Try it:
Write out the full listing exactly as it appears below.

= Beginning of Section =

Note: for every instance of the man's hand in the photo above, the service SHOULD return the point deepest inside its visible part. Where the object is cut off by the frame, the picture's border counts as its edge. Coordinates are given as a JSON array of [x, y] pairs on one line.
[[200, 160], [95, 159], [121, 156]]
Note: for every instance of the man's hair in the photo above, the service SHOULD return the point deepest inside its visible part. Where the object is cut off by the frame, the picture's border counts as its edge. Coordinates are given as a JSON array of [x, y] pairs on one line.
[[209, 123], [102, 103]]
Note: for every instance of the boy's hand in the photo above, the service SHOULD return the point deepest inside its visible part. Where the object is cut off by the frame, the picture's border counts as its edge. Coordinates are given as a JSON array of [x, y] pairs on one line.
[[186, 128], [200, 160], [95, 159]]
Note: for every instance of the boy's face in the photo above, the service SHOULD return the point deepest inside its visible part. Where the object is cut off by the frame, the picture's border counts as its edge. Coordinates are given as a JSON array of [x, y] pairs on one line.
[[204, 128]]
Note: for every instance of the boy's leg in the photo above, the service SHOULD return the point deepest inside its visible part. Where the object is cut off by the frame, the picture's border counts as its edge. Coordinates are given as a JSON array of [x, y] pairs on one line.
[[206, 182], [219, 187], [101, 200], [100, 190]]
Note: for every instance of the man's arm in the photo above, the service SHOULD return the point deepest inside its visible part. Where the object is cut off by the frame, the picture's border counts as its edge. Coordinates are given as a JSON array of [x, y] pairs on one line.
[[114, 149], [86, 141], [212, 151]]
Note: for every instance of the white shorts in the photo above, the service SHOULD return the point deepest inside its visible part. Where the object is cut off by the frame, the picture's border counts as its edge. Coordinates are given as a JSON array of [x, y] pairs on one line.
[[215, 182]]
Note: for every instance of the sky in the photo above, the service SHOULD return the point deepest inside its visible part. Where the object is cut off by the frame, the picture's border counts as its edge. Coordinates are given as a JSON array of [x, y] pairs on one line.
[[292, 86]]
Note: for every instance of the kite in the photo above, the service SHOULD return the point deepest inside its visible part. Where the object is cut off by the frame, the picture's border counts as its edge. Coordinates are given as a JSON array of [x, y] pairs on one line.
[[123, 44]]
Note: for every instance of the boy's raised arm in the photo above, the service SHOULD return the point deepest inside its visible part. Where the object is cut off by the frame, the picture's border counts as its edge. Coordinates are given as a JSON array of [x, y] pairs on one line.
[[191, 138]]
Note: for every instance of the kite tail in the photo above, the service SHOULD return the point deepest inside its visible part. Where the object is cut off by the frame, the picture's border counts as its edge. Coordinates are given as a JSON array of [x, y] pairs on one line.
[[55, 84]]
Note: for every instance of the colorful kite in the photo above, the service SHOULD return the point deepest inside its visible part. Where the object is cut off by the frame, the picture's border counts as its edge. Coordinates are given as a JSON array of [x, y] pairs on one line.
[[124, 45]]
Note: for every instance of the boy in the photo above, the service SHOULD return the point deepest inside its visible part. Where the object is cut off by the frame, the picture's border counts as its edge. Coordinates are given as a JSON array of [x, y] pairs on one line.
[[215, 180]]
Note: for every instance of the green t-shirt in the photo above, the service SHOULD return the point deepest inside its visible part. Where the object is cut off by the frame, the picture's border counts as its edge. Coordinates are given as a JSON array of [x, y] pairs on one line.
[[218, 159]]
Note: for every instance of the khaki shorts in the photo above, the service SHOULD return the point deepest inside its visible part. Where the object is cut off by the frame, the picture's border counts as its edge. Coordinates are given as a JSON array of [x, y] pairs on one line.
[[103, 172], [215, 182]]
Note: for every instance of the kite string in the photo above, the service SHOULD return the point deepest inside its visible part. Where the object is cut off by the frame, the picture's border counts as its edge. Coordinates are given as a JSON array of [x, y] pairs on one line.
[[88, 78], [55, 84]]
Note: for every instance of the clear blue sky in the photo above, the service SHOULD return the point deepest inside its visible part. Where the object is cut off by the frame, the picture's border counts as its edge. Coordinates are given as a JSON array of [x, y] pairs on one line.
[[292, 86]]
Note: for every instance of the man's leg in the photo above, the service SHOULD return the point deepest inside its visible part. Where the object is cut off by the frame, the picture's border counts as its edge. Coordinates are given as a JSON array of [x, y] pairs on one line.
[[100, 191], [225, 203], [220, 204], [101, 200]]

= End of Section =

Worked solution:
Note: for every instance of the man's hand in the photo above, the service SHOULD return the point deepest inside its visible part. Where the object is cut off by the frame, the picture's border counts as its edge. Coordinates are given as a JSON array of [x, y] pairs on one line.
[[200, 160], [95, 159], [121, 156]]
Note: for every instance of the man's hair in the photo above, the service SHOULD return the point deepest inside its visible part. Where the object is cut off by the frame, the picture's border counts as its edge. Coordinates are given as a JSON array of [x, y] pairs on one line.
[[209, 123], [102, 103]]
Note: for every instance of the boy's hand in the photo above, the service SHOULD return the point deepest inside its visible part. Where the object is cut off by the frame, the picture's border counts as its edge. Coordinates are given as a JSON array of [x, y] pairs on one line.
[[186, 128], [200, 160], [95, 159]]
Note: for every instance of the boy's face in the photo above, the service SHOULD return the point deepest inside its visible part. Where the object is cut off by the frame, the picture's border counts as its edge. Coordinates are given as a JSON array of [x, y] pairs on one line.
[[204, 128]]
Note: for every instance of the boy's leg in the photo above, the service SHOULD return the point deepest inside its visible part. Where the object is cut off by the frame, the picture's border counts as its edge. Coordinates are given as a JSON array of [x, y] pairs on one line.
[[206, 182], [219, 187], [101, 200], [100, 190]]
Note: for every instance of the man's arm in the photo above, the service SHOULD return the point deepest inside its visible part. Where the object is cut off by the frame, the picture's border counts as its edge. Coordinates are given as a JSON array of [x, y] pairs on one line.
[[114, 149], [86, 141], [212, 151]]
Note: for every instance of the white shorts in the photo above, the service SHOULD return the point deepest inside its visible part. Where the object is cut off by the frame, the picture's border counts as its edge. Coordinates are given as a JSON array of [x, y] pairs on one line.
[[215, 182]]
Note: for every instance of the sky in the photo above, the service SHOULD return the point deepest inside its visible part. Where the object is cut off by the frame, the picture's border counts as its edge. Coordinates are given as a JSON array of [x, y] pairs on one line.
[[292, 86]]
Note: for every instance of the kite in the photo above, the service SHOULD return the point deepest inside its visible part. Where the object is cut off by the frame, the picture's border counts as its edge. Coordinates are given as a JSON array of [x, y] pairs on one line.
[[123, 44]]
Note: for every instance of the boy's raised arm in the photo above, the service SHOULD return the point deepest inside its visible part. Where the object is cut off by the frame, the picture's border counts as its edge. Coordinates are given as a JSON array of [x, y] pairs on one line.
[[191, 138]]
Note: for every instance of the kite tail in the photo above, the service SHOULD return the point deepest inside its visible part. Where the object is cut off by the frame, the picture's border counts as its edge. Coordinates are given as a JSON array of [x, y] pairs on one line.
[[55, 84]]
Note: for every instance of the colorful kite in the photo above, the service SHOULD return the point deepest inside its visible part. Where the object is cut off by the frame, the picture's border counts as its edge. Coordinates are given as a JSON array of [x, y] pairs on one line.
[[124, 45]]
Note: for every instance of the boy in the photo above, the service SHOULD return the point deepest inside its visible part. Where the object is cut off by the frame, the picture's border counts as its edge. Coordinates are given as a JSON array of [x, y] pairs on one line.
[[215, 180]]
Note: for every instance of the green t-shirt in the photo above, the service SHOULD return the point deepest inside its visible part. Where the object is cut off by the frame, the picture's border counts as its edge. Coordinates are given as a JSON array of [x, y] pairs on one line.
[[218, 159]]
Note: for every instance of the khaki shorts in the photo above, the service SHOULD return the point deepest inside its visible part. Where the object is cut off by the frame, the picture's border counts as its edge. Coordinates are given as a JSON array of [x, y] pairs on one line.
[[103, 172], [215, 182]]
Note: for every instance of the kite string in the photo above, the service SHOULD return the point deepest inside its visible part. Where the object is cut off by the frame, the picture's border counts as its edge. Coordinates are given as a JSON array of [x, y] pairs on one line.
[[88, 78], [55, 84]]
Note: for every instance of the clear blue sky in the photo above, the service SHOULD return the point deepest inside its visible part. Where the object is cut off by the frame, the picture's border counts as its edge. Coordinates are given as a JSON array of [x, y] pairs on one line.
[[292, 86]]
Note: for every instance of the man's leg in the photo above, the service SHOULD return the point deepest inside its visible part. Where the object is cut off by the frame, the picture's border counts as its edge. Coordinates are given as a JSON array of [x, y] pairs on one line.
[[100, 191], [225, 203], [220, 204], [101, 200]]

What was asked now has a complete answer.